Segment Start: Data shown

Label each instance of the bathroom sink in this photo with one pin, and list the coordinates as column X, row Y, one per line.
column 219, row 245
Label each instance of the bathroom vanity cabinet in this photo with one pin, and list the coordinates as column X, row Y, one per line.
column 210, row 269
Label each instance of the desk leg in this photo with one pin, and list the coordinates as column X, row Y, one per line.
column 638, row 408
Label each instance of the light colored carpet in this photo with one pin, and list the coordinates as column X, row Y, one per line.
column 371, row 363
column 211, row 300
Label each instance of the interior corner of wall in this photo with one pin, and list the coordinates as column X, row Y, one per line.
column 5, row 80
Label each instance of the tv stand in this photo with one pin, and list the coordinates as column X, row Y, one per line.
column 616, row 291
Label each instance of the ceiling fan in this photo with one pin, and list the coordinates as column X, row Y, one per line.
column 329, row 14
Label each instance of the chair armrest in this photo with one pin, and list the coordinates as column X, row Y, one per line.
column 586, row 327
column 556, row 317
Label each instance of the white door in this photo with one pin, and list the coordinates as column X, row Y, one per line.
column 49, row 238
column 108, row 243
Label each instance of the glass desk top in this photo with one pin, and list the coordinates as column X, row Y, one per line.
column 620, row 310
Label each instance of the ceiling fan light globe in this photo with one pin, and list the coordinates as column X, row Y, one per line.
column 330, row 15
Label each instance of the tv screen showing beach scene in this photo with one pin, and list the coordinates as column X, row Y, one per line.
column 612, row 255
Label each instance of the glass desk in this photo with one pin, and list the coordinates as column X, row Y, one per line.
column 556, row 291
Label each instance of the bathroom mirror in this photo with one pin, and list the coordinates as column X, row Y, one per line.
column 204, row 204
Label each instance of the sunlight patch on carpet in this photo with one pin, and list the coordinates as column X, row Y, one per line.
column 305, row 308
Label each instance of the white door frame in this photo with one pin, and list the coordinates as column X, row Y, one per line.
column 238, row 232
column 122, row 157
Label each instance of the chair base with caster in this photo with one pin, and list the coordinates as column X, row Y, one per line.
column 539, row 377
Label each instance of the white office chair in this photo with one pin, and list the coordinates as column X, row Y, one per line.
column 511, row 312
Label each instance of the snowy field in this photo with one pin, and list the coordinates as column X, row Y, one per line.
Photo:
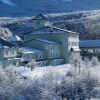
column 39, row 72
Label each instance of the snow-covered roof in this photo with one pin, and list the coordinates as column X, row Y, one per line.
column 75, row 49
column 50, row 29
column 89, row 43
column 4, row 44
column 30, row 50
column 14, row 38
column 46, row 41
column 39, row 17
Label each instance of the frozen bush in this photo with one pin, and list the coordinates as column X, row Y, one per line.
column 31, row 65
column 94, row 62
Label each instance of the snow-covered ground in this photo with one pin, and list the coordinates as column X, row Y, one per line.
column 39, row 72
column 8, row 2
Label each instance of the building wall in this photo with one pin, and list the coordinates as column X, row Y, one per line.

Segment End: Data shown
Segment Start: Data shown

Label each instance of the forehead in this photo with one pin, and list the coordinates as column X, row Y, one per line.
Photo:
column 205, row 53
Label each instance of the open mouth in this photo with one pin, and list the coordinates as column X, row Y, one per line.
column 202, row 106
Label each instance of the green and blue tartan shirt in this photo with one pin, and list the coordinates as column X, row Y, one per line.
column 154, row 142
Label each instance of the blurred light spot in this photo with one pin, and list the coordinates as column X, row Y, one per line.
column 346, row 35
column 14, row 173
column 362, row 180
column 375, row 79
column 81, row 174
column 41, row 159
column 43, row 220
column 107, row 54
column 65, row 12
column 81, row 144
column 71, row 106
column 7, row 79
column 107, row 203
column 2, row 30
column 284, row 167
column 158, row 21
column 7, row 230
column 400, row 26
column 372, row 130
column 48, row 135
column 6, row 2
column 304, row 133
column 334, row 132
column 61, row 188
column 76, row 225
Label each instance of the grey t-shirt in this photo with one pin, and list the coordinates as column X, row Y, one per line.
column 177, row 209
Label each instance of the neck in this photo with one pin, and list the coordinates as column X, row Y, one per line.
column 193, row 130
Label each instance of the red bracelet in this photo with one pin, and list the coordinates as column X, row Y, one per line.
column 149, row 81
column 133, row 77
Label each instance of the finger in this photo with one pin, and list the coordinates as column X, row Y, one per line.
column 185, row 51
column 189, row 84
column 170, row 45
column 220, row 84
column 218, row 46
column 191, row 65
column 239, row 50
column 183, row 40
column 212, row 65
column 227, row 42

Segment End: Data shown
Segment Start: Data shown

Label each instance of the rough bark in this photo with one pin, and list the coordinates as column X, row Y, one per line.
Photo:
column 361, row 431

Segment End: Data shown

• What you need to do
Copy verbatim, from the listing above, each line from the one containing "Label each instance of the snow-covered roof" down to the one containing "Label each instance of the building", inclusive.

• Task answer
Label each instance of the snow-covered roof in this photo with one pin, and list the coordinates as column X, row Y, one per line.
column 75, row 49
column 50, row 29
column 89, row 43
column 4, row 44
column 30, row 50
column 14, row 38
column 46, row 41
column 39, row 17
Label each instance of the frozen bush in this photo with one pin, and list the coordinates as column X, row Y, one per line.
column 31, row 65
column 94, row 62
Label each instance of the snow-covered ground in this photo with one pin, and list the coordinates as column X, row Y, one per line.
column 39, row 72
column 8, row 2
Label each instance of the building wall in this photo with one pin, and list the coordinates as column X, row Y, one per line.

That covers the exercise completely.